**課題**
時短営業が畜産農家やフグ養殖業者に及ぼす影響を伝える記事の続きを、最後の文の後から書いてください。

**読解用抜粋**
JA高千穂地区畜産部によると、昨年2〜12月の同地区の枝肉価格(和牛去勢)は1キロ平均2192円。前年同期より300円ほど安く、特に昨年4月は1キロ2000円を割り込み、大幅な価格低迷は3か月続いた。
7月以降は海外輸出が回復したこともあり、価格は前年並みに戻ったが、JA宮崎経済連(宮崎市)の担当者は「今回の時短営業の影響が価格に出るのはこれからだ」と警戒する。佐藤さんは「農家が頑張っても、消費者に食べてもらわないと生活は苦しい」と語る。
影響は、冬の味覚・フグにも及ぶ。養殖トラフグの生産量が2019年に日本一だった長崎県。長崎市たちばな漁協の里喜仁(よしひと)・養殖部会長(51)は「こんなにフグが売れないのは初めて」と肩を落とす。飲食店向けの出荷が減り、今月は取引がゼロの日もある。
漁協では一般家庭向けのインターネット販売を強化する方針だが、里さんは「新型コロナの感染が収束するまでは厳しい状況が続くだろう。このままでは死活問題。早急な公的支援を求めたい」と訴えた。
■支援対象どこまで
緊急事態宣言の再発令で、時短に応じた飲食店には1日最大6万円の協力金が支給されるが、飲食店に食材などを提供する生産者・事業者は協力金の対象外。このため、経済産業省は、宣言再発令対象区域の飲食店などと直接、間接的に取引する生産者らを対象に、一時金の支給を決めた。

**データ抜粋**
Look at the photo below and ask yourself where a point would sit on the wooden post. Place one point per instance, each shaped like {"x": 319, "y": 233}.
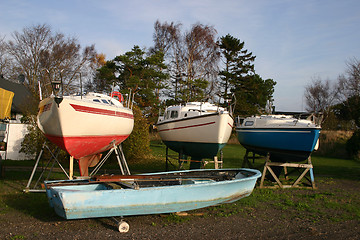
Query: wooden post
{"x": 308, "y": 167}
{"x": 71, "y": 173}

--

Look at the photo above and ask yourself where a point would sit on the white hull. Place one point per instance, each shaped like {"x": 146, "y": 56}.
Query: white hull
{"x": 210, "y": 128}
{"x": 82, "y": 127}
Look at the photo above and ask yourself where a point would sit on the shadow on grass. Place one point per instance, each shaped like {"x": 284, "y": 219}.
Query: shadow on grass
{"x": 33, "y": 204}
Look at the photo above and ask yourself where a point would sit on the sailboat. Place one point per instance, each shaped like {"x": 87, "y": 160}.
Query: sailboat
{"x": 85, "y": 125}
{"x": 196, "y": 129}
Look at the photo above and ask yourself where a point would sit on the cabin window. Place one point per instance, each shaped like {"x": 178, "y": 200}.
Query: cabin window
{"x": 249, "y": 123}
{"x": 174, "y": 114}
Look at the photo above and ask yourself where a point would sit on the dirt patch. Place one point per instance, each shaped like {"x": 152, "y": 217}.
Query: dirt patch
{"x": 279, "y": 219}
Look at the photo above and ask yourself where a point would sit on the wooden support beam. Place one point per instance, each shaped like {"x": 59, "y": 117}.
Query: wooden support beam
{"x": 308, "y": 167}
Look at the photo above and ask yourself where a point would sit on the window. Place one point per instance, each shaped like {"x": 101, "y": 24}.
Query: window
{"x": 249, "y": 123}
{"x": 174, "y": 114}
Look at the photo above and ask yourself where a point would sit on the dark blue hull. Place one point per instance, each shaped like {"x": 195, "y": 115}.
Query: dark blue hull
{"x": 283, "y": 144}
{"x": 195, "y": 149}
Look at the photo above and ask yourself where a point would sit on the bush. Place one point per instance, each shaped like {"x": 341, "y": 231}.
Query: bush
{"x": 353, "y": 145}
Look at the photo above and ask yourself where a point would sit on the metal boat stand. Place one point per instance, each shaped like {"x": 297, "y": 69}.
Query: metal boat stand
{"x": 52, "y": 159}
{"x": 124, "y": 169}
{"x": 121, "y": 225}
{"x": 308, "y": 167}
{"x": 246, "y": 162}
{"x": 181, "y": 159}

**回答**
新制度は、1月または2月の売上高が前年比50%以上減となった生産者らが対象で、最大40万円を支給する予定だ。経産省は「幅広く支援する制度にした上で、できるだけ早い時期に支給を始めたい」とする。
ただ、「間接的」の対象をどこまで広げるかは、まだ決まっていない。例えば、飲食店に割り箸を提供する事業者は支給対象だと経産省は想定するが、担当者は「原材料まで遡ると、対象は際限なく広がる。対象の線引きは難しい」と話す。
人気の日本酒「獺祭(だっさい)」で知られる旭酒造(山口県岩国市)も、時短に伴う協力金の対象外である事業所の一つ。23日、酒米の生産農家を対象にした品質コンテストを開催した。優勝した農家の酒米は相場より高値で買い取る。
同社も、前回の宣言時に売り上げが前年比で6割減に。今回も前年比3割減の厳しい状況が続くが、広報担当者は「今後も良い酒を造るためには、酒米の生産を続けてもらう必要がある」とコンテストの狙いを説明する。
優勝した福岡県朝倉市の農家、北嶋将治さん(47)も出荷量が例年の2割減と苦しむ。「食を支える生産者の実情に目を向けた支援を国にはお願いしたい」と求めた。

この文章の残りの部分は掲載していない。